Jobs:
a. Translate this sentence from the account of the Stooges concert into Spanish: "When The Stooges walked onstage, though, you could feel the entire vibe of the room shift."
b. Pick up the account of the Stooges concert after its final sentence and continue the narrative in the same voice.

Source:
+===+

Friday night arrived and we drove to Westerville in Dave’s mom’s car.  The gig was in a gym at Otterbein.  It was a junior/senior mixer but nobody paid much attention to the fact that we were obviously too young to be there.  There were maybe 200 kids there, the very large majority rather proper Otterbein college students, and a sprinkling of adult faculty chaperones.  (Otterbein was, and is, a pretty swanky school.)  The opening band was okay, some hippie conglomeration that the audience grooved to in a righteously mellow manner.  When The Stooges walked onstage, though, you could feel the entire vibe of the room shift.  The band moved like gunslingers.  They strapped on their guitars like they were six-guns, and just like townspeople in the Old West the Otterbein audience could sense that mayhem was imminent.  From Ron Asheton’s first Marshall-amplified Fender Strat chord the band was fucking DEAFENING.  You could almost FEEL the air move around you when Dave Alexander and Scott Asheton kicked in the bass & drums.  And when Iggy started to dance and spit out the lyrics to “1969” the crowd KNEW they were in for a long night, or a scary ride, or both.

+===+

(Image annotation entries)
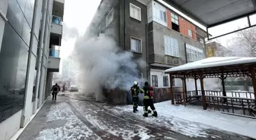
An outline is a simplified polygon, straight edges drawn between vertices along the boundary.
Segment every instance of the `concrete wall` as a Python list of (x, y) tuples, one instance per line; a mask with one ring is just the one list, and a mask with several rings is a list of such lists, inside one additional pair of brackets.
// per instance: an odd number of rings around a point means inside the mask
[(21, 110), (0, 123), (0, 140), (9, 140), (20, 129)]
[(153, 22), (152, 24), (154, 36), (153, 50), (155, 54), (165, 55), (165, 35), (174, 38), (178, 41), (179, 58), (171, 56), (170, 57), (173, 58), (173, 59), (178, 59), (179, 65), (184, 64), (186, 63), (184, 43), (193, 45), (202, 50), (203, 49), (203, 45), (194, 39), (192, 39), (187, 36), (184, 36), (184, 35), (174, 30), (169, 30), (168, 28), (158, 23)]
[[(141, 8), (141, 21), (135, 20), (130, 16), (130, 3)], [(114, 10), (114, 20), (106, 26), (106, 17), (110, 10)], [(131, 36), (142, 40), (142, 53), (133, 53), (134, 59), (142, 58), (146, 61), (146, 24), (147, 7), (136, 0), (104, 0), (99, 5), (98, 9), (86, 31), (86, 36), (98, 36), (99, 33), (104, 33), (111, 36), (122, 50), (130, 51)], [(146, 68), (140, 68), (146, 79)]]
[[(126, 50), (130, 51), (131, 37), (135, 37), (142, 41), (142, 53), (133, 52), (135, 59), (142, 59), (146, 62), (147, 58), (147, 42), (146, 42), (146, 27), (147, 27), (147, 7), (136, 0), (124, 1), (126, 5), (126, 19), (125, 19), (125, 39)], [(130, 3), (135, 5), (141, 8), (141, 21), (135, 20), (130, 16)], [(122, 15), (122, 14), (121, 14)], [(122, 29), (120, 29), (122, 30)], [(143, 79), (148, 79), (146, 67), (139, 67), (139, 73), (142, 73)]]
[(52, 23), (51, 33), (62, 35), (62, 25)]
[(52, 72), (59, 72), (59, 58), (48, 58), (48, 69)]
[[(1, 0), (0, 1), (0, 12), (3, 14), (3, 16), (6, 18), (7, 8), (8, 8), (8, 0)], [(5, 18), (4, 17), (4, 18)], [(1, 45), (2, 40), (4, 33), (5, 24), (6, 22), (6, 19), (4, 19), (0, 16), (0, 51), (1, 51)]]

+===+

Expected outputs:
a. Sin embargo, cuando The Stooges subieron al escenario, se podía sentir cómo cambiaba todo el ambiente de la sala.

b.
By the end of the second song there were 180 people at the extreme other end of the gym and maybe 20 of us left up front, leaning on the edge of the stage, staring up at the spectacle in front of us.  (And I swear a couple of those 20 looked like AWOL draftee servicemen.)  Iggy made a couple of half-hearted attempts to engage the frightened college students and faculty chaperones cowering at the back of the gym, leaping over the heads of those of us at the front, but the mike cord wasn’t anywhere near long enough for him to reach them.  I don’t remember how long they played, I don’t remember any specific songs other than “1969,”  “I Wanna Be Your Dog,” and “No Fun.”  I know at least two songs lasted more than 15 minutes, with Iggy dancing and occasionally moaning out improvised lyrics, Ron sawing out wah-wah guitar leads and Dave & Scott anchoring the blitzkrieg, serving as gravity, holding everything down to earth.  Man, do I miss rampant displays of raw power like that these days.  (And Raw Power was still one James Williamson and four years away.)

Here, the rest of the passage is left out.